AIM OF THE EXERCISE
From the line with "Each instance receives one point. Mark the tree" through the final line, please write out the listing exactly, including both of those lines.

DATA FOR PROCESSING
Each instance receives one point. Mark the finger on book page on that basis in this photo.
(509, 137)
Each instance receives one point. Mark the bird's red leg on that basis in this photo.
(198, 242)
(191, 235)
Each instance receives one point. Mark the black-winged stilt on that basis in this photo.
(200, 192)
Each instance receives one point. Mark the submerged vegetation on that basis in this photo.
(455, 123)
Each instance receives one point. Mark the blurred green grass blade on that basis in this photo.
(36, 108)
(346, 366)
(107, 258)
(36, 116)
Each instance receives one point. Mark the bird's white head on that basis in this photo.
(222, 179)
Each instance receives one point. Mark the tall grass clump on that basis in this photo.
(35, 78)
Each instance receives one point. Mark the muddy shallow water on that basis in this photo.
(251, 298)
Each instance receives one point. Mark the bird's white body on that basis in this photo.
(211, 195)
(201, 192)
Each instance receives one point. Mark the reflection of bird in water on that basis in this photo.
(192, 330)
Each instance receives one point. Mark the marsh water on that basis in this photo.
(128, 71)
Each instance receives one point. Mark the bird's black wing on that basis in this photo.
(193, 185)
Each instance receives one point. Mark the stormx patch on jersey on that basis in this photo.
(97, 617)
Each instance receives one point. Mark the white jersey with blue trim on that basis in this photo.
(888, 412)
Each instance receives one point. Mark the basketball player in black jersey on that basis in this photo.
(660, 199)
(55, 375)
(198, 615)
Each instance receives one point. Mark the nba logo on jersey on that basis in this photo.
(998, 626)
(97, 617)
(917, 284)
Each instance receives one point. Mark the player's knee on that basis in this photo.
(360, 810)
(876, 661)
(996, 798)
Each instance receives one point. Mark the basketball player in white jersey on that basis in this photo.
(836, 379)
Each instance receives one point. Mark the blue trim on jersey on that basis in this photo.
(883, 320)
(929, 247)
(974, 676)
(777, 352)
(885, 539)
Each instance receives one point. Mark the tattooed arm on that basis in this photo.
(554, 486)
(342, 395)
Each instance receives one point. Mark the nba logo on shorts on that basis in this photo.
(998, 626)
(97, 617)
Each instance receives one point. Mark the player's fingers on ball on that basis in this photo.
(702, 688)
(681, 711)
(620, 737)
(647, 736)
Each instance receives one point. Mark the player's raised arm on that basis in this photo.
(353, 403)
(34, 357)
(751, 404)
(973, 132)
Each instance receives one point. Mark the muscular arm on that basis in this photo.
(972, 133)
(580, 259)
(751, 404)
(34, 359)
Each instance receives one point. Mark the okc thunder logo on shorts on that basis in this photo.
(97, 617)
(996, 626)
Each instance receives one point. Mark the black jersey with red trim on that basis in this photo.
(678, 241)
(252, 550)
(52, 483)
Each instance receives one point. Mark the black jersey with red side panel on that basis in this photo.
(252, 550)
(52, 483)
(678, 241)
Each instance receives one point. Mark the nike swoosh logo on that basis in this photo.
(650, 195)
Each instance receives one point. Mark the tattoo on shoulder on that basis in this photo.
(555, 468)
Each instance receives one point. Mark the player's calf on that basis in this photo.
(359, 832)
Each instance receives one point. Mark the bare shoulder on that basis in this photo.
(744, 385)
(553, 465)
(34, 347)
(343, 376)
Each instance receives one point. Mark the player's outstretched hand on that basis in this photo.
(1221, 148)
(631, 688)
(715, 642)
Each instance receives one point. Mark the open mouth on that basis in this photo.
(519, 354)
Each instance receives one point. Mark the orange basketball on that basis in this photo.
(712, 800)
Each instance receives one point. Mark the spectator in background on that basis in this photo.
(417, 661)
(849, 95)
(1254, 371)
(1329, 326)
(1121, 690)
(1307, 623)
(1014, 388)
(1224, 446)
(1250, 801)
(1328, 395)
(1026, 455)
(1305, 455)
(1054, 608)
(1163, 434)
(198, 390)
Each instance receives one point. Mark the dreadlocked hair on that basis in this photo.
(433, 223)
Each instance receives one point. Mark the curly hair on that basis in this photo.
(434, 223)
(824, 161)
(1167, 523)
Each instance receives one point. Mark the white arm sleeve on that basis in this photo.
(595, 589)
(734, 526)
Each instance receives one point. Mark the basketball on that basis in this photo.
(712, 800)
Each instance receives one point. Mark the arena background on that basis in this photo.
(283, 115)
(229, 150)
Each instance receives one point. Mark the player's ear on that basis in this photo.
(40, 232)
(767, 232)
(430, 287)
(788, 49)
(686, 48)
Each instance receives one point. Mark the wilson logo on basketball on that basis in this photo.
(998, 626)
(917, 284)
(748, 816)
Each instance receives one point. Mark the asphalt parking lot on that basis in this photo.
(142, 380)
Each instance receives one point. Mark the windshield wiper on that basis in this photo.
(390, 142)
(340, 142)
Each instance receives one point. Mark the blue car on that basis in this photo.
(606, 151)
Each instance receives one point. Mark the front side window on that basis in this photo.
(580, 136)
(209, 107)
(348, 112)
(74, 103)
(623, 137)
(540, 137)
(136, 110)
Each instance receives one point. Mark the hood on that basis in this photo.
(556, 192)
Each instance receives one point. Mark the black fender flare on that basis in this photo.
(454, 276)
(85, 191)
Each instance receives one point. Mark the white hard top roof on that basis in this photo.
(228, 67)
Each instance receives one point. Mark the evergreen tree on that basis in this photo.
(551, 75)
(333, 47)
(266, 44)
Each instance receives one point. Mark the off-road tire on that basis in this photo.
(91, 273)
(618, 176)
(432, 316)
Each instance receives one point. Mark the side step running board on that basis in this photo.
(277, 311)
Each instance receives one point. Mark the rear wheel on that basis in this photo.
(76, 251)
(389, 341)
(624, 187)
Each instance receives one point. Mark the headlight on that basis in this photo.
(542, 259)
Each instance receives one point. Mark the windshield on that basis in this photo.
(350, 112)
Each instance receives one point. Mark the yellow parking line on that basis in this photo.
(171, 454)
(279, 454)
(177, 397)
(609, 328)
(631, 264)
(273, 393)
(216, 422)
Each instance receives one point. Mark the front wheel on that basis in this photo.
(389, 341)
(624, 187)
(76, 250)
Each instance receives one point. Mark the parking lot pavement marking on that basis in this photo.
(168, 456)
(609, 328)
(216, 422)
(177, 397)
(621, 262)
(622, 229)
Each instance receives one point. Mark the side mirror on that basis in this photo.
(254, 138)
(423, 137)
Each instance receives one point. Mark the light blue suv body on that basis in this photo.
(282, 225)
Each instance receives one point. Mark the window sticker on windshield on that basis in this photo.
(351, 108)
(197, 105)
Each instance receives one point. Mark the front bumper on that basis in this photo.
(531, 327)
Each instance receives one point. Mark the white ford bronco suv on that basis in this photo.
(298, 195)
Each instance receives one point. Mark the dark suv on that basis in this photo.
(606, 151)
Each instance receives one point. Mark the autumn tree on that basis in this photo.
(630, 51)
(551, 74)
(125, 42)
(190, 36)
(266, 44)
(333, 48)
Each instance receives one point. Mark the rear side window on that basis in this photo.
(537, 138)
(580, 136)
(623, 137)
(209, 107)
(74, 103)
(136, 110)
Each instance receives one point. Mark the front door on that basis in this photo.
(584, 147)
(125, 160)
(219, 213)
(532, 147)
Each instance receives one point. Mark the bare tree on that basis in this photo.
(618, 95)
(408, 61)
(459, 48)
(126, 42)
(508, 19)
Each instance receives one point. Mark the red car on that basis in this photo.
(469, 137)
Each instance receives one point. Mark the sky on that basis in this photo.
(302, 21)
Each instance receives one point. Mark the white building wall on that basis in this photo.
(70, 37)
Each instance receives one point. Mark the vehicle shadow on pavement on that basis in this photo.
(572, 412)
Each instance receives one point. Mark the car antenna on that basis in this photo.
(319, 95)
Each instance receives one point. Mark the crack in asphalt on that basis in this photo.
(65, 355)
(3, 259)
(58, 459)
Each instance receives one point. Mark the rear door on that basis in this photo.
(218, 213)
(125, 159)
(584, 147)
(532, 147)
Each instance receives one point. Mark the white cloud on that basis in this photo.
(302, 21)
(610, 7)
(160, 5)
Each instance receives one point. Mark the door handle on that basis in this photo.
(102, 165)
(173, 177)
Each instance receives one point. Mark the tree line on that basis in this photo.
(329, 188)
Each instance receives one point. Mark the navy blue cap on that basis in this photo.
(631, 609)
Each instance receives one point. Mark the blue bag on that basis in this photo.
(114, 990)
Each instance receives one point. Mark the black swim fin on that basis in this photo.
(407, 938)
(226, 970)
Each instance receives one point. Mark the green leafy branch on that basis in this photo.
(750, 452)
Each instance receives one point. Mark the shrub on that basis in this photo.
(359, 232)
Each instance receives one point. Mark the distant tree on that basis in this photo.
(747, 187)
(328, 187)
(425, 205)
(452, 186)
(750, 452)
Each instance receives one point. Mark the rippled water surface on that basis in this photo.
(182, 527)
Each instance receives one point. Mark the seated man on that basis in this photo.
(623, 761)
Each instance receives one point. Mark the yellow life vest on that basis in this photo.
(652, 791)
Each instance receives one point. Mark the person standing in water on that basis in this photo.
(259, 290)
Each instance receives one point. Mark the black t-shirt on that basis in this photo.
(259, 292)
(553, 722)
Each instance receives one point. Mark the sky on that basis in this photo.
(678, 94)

EXERCISE RESPONSE
Each instance receives one point. Mark the tree line on that basis in this photo.
(329, 188)
Each instance receives one point. Mark the navy blue cap on that basis in this photo.
(631, 609)
Each instance receives one point. Mark the blue bag on that basis in this photo.
(114, 990)
Each instance receives one point. Mark the black swim fin on that basis in this photo.
(407, 938)
(226, 970)
Each instance receives one point. Mark the green leafy branch on that basis in this photo.
(750, 452)
Each instance receives one point. Mark the shrub on that basis in this photo.
(359, 232)
Each instance receives one point. Mark the distant tree on that basis in this photo.
(747, 187)
(328, 187)
(425, 205)
(452, 186)
(750, 452)
Each instance receives one point. Mark the rippled water surface on that basis in this photo.
(182, 527)
Each instance receives one point. Mark the seated man on that basis in this photo.
(623, 761)
Each instance receives one point. Mark the yellow life vest on that basis in this photo.
(652, 791)
Each instance receives one point. Mark the person standing in water on that basis in this photo.
(259, 290)
Each instance receives one point. Mark the black t-shirt on that basis in this photo.
(259, 292)
(553, 722)
Each instance receives one point. Mark the sky on that basis in this photo.
(678, 94)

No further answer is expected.